Sunday, October 28, 2018

Ace Double Reviews, 14: Cosmic Checkmate, by Charles V. De Vet and Katherine MacLean/King of the Fourth Planet, by Robert Moore Williams

Ace Double Reviews, 14: Cosmic Checkmate, by Charles V. De Vet and Katherine MacLean/King of the Fourth Planet, by Robert Moore Williams (#F-149, 1962, $0.40)

On what would have been Charles V. De Vet's 107th birthday, I'm reposting one of my personal favorites among my Ace Double reviews -- not because the books are my favorites, but because I had a lots of fun tracking down the extended history of the De Vet/MacLean novel and its sequel.

King of the Fourth Planet is about 43,000 words long. Cosmic Checkmate is about 33,000 words, and it has a complicated publishing history. It's an expansion (by a factor of roughly 2) of the novelette "Second Game" (Astounding, March 1958), a Hugo nominee and still a fairly well-known story. The novel was reissued in 1981 by DAW with further expansions, to some 56,000 words, now retitled Second Game after the novelette. (A much better title!) Finally, De Vet by himself wrote a sequel published in the February 1991 Analog, called "Third Game".
(Covers by Ed Emswhiller and Ed Valigursky)

• GIVEN ENTRIES
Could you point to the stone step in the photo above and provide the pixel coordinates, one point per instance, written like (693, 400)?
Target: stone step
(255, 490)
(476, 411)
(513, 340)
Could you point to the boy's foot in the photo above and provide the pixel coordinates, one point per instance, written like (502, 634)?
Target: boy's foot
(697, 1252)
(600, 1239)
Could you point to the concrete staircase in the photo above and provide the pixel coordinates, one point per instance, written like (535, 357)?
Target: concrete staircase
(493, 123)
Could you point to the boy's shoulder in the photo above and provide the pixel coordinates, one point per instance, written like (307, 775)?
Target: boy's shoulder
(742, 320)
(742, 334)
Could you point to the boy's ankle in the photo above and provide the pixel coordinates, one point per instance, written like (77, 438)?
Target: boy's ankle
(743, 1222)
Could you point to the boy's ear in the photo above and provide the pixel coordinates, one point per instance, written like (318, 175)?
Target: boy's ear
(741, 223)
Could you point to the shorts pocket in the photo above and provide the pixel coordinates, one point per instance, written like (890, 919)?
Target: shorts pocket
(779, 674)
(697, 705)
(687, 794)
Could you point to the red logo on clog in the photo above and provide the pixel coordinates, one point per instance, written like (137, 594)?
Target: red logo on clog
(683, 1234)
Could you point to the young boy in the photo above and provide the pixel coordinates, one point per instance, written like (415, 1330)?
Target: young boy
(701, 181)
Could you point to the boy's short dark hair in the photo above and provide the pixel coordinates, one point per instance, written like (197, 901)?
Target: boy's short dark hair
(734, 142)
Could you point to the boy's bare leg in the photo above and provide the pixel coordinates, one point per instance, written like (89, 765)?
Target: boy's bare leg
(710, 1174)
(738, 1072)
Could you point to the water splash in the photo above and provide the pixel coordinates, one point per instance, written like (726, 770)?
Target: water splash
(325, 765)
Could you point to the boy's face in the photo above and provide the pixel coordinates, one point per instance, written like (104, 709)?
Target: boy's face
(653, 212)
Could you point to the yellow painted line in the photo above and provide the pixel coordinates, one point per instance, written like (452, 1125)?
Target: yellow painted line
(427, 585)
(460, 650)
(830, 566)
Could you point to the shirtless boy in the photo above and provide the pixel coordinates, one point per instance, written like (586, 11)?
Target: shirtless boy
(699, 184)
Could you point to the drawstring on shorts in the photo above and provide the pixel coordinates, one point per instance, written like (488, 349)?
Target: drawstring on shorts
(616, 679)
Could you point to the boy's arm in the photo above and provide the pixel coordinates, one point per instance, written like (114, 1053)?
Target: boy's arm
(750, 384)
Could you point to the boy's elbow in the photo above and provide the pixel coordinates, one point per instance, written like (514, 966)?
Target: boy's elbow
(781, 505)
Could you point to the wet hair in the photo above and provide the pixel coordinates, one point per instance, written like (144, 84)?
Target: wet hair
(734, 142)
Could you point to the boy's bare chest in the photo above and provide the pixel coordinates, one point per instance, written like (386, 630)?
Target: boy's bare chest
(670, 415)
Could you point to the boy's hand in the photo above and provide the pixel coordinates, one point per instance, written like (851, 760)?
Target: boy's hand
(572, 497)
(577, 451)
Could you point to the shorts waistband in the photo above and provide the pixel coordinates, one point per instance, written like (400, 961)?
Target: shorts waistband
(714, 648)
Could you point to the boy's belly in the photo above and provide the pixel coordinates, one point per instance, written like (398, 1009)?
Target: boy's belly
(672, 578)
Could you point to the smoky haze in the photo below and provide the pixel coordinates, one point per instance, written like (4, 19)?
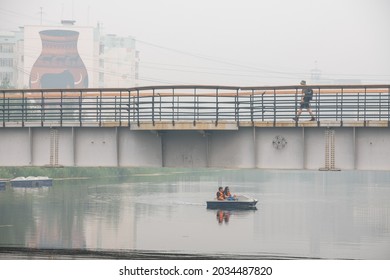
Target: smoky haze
(225, 42)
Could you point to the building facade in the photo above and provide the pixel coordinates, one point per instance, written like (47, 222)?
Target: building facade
(66, 56)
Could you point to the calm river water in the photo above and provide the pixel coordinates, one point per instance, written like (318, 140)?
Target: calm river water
(300, 214)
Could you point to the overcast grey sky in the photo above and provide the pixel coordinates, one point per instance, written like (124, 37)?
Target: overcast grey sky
(233, 42)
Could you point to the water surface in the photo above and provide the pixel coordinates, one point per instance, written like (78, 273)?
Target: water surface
(301, 214)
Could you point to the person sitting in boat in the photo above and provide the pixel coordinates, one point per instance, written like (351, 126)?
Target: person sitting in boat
(227, 194)
(220, 194)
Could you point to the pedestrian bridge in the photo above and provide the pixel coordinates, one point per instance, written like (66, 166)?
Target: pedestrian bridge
(197, 126)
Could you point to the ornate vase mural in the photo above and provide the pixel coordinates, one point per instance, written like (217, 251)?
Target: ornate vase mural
(59, 65)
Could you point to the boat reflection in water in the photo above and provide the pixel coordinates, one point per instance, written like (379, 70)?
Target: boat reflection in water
(223, 216)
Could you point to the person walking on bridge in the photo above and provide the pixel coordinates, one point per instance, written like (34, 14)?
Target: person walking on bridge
(307, 96)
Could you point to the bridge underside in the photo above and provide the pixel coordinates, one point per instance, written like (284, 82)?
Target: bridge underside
(284, 145)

• DIRECTIONS
In the Ace Double review, swap "Cosmic Checkmate" for "Second Game" and write out the passage starting at "Sunday, October 28, 2018" and ending at "(#F-149, 1962, $0.40)".

• SOLVED PROBLEM
Sunday, October 28, 2018

Ace Double Reviews, 14: Second Game, by Charles V. De Vet and Katherine MacLean/King of the Fourth Planet, by Robert Moore Williams

Ace Double Reviews, 14: Second Game, by Charles V. De Vet and Katherine MacLean/King of the Fourth Planet, by Robert Moore Williams (#F-149, 1962, $0.40)